◆ Reading passage
☆ ☆ ☆ ☆ ☆ ☆ ☆

✦ The Hyperlinked Bible

Isaiah 6:13; Isaiah 11:11-16

Hebrew Key Terms:

  • H2233 זֶרַע (zera) - seed, offspring
  • H6944 קֹדֶשׁ (qodesh) - holy
  • H7605 שְׁאָר (she'ar) - remnant
  • H8145 שֵׁנִי (sheni) - second (second exodus)

Context: Isaiah 6:13: After judgment reduces the land to a tenth, and even that is burned, "The holy seed (זֶרַע קֹדֶשׁ) is its stump." Life emerges from apparent death. Isaiah 11:11-16: "The Lord will extend his hand yet a second time (שֵׁנִית) to recover the remnant... He will raise a signal for the nations and will assemble the banished of Israel."

OT-to-OT Development:

  • "Holy seed" (זֶרַע קֹדֶשׁ) connects backward to the foundational seed promise of Genesis 3:15 — the woman's offspring who will crush the serpent. Isaiah reveals that this seed-line will be reduced to a mere stump before life springs from it again
  • "Second time" (שֵׁנִית, 11:11) explicitly recalls the first exodus from Egypt — the paradigmatic act of divine deliverance becomes the template for understanding future remnant-gathering. What God did once, He will do again on a greater scale
  • New exodus as remnant-gathering motif: Isaiah 11:15-16 parallels the Red Sea crossing ("the LORD will utterly destroy the tongue of the Sea of Egypt"), recasting eschatological hope in exodus categories
  • The "signal for the nations" (נֵס לַגּוֹיִם, 11:12) introduces a universal dimension absent from earlier remnant texts — the gathering now draws from "the four corners of the earth," not just from within Israel's borders
  • The stump image (מַצֶּבֶת, 6:13) connects directly to the "shoot from the stump of Jesse" in Isaiah 11:1, making the remnant and the Messiah inseparable — both emerge from the same stump

Connections:

Christological Connection: The "holy seed" from the stump is Christ. Isaiah makes this connection explicit by placing the stump of 6:13 directly before the "shoot from the stump of Jesse" in Isaiah 11:1 and the "root of Jesse" who stands as "a signal for the peoples" in Isaiah 11:10. The remnant and the Messiah share the same origin — the stump of judgment. Israel is cut down to a stump; from that stump comes one shoot, one holy seed, who IS the remnant reduced to its irreducible minimum. Christ is the faithful Israel who survives the judgment that fells the rest. He is the holy seed who passes through death (the cross as the ultimate "burning" of the stump) and emerges alive.

☆ ☆ ☆ ☆ ☆ ☆ ☆

◆ Problem to solve
Which Hebrew key terms does the Isaiah 6:13 and 11:11-16 study page list, with each one's number and meaning?

☆ ☆ ☆ ☆ ☆ ☆ ☆

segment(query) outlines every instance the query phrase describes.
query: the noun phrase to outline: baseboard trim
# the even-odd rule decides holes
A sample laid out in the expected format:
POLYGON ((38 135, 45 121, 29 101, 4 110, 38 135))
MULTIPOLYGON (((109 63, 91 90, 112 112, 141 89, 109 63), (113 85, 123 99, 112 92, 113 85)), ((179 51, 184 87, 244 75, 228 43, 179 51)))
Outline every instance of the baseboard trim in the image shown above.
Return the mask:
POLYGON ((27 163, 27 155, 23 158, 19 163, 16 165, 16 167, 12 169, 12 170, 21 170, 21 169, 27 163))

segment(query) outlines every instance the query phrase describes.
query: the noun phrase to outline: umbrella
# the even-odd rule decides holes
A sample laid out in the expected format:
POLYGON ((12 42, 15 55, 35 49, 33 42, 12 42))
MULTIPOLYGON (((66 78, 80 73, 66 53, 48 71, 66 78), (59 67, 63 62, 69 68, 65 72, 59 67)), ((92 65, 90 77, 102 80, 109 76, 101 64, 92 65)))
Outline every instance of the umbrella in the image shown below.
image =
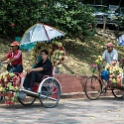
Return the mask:
POLYGON ((65 33, 48 25, 37 23, 30 27, 21 39, 21 45, 35 44, 37 42, 51 42, 52 39, 65 36, 65 33))

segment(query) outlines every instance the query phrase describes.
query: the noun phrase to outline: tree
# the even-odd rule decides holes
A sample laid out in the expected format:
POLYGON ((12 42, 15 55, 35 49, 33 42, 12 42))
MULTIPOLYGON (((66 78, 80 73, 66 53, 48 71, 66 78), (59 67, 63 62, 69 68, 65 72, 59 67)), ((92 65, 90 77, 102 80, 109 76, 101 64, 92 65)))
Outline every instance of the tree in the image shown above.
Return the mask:
POLYGON ((38 22, 59 28, 70 37, 92 35, 96 26, 90 9, 76 0, 3 0, 1 34, 22 36, 26 29, 38 22))

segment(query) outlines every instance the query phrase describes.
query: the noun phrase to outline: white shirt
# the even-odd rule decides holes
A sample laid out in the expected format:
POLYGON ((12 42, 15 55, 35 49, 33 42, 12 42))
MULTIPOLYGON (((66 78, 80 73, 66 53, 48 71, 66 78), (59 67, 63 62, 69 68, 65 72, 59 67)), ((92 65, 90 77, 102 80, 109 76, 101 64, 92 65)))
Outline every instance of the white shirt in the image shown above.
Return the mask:
POLYGON ((108 52, 108 50, 105 50, 102 59, 104 59, 107 63, 111 64, 112 61, 116 60, 118 61, 118 52, 113 48, 111 52, 108 52))

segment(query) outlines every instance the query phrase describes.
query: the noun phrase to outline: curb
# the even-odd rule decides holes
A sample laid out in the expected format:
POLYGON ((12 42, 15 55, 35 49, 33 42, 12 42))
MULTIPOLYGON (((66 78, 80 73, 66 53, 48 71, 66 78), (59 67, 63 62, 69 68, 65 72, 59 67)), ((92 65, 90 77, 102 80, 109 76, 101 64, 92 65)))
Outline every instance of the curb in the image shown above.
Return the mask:
MULTIPOLYGON (((111 90, 107 90, 106 93, 101 93, 101 95, 99 96, 99 98, 108 98, 108 97, 115 98, 113 96, 111 90)), ((61 98, 62 99, 66 99, 66 98, 83 98, 83 99, 88 99, 87 96, 85 95, 85 92, 62 93, 61 98)))

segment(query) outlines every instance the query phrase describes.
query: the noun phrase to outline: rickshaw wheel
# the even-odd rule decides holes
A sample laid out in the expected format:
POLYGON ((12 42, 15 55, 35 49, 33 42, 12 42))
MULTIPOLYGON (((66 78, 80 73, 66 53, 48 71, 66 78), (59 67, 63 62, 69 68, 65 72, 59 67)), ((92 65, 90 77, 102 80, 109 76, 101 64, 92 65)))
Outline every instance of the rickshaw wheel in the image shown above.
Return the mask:
POLYGON ((112 94, 116 97, 116 98, 123 98, 124 96, 124 91, 121 89, 112 89, 112 94))
POLYGON ((32 97, 32 96, 28 96, 26 95, 26 97, 24 99, 21 99, 18 97, 18 101, 24 105, 24 106, 29 106, 32 105, 35 102, 36 98, 32 97))
POLYGON ((47 77, 42 81, 41 91, 39 91, 39 99, 44 107, 55 107, 61 95, 60 84, 54 77, 47 77))

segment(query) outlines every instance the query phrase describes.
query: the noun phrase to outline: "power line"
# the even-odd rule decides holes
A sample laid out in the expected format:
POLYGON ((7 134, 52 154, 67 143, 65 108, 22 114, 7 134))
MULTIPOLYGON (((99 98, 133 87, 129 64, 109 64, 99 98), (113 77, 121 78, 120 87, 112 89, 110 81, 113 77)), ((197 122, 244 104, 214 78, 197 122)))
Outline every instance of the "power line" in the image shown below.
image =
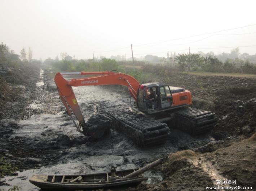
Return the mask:
POLYGON ((214 34, 215 33, 219 33, 219 32, 225 32, 225 31, 231 31, 232 30, 235 30, 236 29, 238 29, 239 28, 245 28, 245 27, 251 27, 252 26, 255 26, 255 25, 256 25, 256 24, 251 24, 251 25, 246 25, 246 26, 243 26, 242 27, 239 27, 232 28, 230 28, 230 29, 225 29, 225 30, 222 30, 221 31, 216 31, 215 32, 210 32, 210 33, 205 33, 204 34, 196 34, 195 35, 193 35, 193 36, 190 36, 189 37, 178 38, 174 38, 173 39, 171 39, 170 40, 165 40, 165 41, 159 41, 159 42, 153 42, 153 43, 146 43, 146 44, 141 44, 141 45, 134 45, 133 46, 143 46, 143 45, 152 45, 153 44, 159 43, 161 43, 162 42, 165 42, 174 41, 174 40, 179 40, 180 39, 184 39, 185 38, 191 38, 193 37, 197 37, 197 36, 203 36, 203 35, 206 35, 207 34, 214 34))
MULTIPOLYGON (((220 49, 220 48, 243 48, 245 47, 256 47, 256 45, 251 45, 251 46, 229 46, 229 47, 215 47, 212 48, 191 48, 191 50, 203 50, 203 49, 220 49)), ((186 48, 186 49, 182 49, 180 50, 170 50, 169 51, 171 52, 179 52, 180 51, 184 51, 185 50, 188 50, 188 48, 186 48)), ((158 53, 166 53, 166 51, 164 52, 154 52, 151 53, 137 53, 137 54, 133 54, 136 55, 142 55, 145 54, 158 54, 158 53)))
POLYGON ((251 46, 227 46, 225 47, 215 47, 214 48, 193 48, 191 50, 202 50, 202 49, 213 49, 218 48, 243 48, 244 47, 254 47, 256 46, 256 45, 251 46))

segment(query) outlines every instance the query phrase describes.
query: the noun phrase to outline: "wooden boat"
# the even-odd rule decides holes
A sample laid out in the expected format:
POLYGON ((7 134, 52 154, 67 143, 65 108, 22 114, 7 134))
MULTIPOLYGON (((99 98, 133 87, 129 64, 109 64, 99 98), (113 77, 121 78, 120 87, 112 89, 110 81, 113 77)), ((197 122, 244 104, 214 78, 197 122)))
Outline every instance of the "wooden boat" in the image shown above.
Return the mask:
POLYGON ((56 190, 91 190, 138 185, 147 180, 142 174, 124 177, 138 168, 111 172, 78 175, 33 175, 30 182, 42 189, 56 190), (114 174, 113 174, 114 173, 114 174))

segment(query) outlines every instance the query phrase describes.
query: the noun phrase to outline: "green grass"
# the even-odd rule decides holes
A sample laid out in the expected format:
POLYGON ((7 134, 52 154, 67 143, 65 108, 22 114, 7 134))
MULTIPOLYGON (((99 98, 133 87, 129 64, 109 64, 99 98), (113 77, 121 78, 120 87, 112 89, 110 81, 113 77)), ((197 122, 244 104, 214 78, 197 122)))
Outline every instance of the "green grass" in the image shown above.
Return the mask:
MULTIPOLYGON (((122 65, 122 66, 125 67, 126 67, 132 68, 133 68, 133 66, 132 65, 122 65)), ((141 69, 141 67, 142 66, 134 66, 134 67, 135 67, 136 69, 141 69)))
POLYGON ((238 73, 224 73, 221 72, 208 72, 204 71, 184 72, 181 73, 184 74, 201 76, 231 76, 240 78, 256 78, 256 74, 239 74, 238 73))

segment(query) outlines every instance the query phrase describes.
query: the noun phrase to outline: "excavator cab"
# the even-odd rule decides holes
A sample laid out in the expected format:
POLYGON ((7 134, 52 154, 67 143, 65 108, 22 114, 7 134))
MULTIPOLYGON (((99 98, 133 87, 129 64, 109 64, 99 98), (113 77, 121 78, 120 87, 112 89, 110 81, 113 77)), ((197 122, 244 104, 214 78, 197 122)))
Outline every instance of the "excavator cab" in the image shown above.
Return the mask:
POLYGON ((140 86, 137 95, 139 109, 149 114, 169 110, 172 104, 171 90, 169 85, 164 83, 142 84, 140 86))

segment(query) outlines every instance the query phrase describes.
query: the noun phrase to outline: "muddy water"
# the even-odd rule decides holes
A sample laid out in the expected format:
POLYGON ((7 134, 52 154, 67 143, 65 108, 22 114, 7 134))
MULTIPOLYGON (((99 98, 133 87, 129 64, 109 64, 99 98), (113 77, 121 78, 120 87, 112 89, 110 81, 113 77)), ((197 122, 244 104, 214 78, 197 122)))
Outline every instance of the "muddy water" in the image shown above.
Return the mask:
MULTIPOLYGON (((20 121, 22 127, 12 135, 23 138, 25 147, 29 146, 35 152, 41 150, 42 154, 27 158, 36 164, 36 168, 18 172, 17 176, 5 177, 6 183, 10 186, 0 187, 1 189, 8 190, 12 185, 18 185, 22 190, 39 190, 28 181, 33 174, 87 174, 109 171, 112 166, 118 170, 141 167, 170 153, 195 149, 211 141, 207 135, 191 137, 171 129, 169 140, 164 144, 150 148, 138 148, 124 135, 112 130, 100 140, 88 141, 76 130, 57 92, 49 92, 45 88, 43 73, 41 71, 41 79, 37 83, 39 93, 28 107, 32 114, 20 121), (47 154, 44 155, 44 152, 47 154)), ((95 114, 101 105, 130 104, 128 92, 117 92, 109 87, 74 88, 85 120, 95 114)), ((159 172, 149 171, 145 175, 150 177, 148 183, 161 180, 159 172)))

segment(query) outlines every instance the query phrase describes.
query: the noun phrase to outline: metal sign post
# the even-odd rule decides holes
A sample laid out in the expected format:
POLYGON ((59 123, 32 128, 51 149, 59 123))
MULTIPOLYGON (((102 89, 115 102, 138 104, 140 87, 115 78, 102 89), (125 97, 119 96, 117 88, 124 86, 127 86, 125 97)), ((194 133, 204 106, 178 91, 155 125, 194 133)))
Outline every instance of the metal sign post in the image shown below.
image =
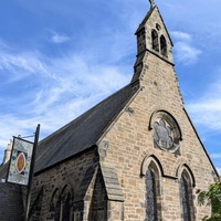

☆ ☆ ☆ ☆ ☆ ☆ ☆

◆ Written response
- H2233 זֶרַע (zera): seed, offspring
- H6944 קֹדֶשׁ (qodesh): holy
- H7605 שְׁאָר (she'ar): remnant
- H8145 שֵׁנִי (sheni): second (second exodus)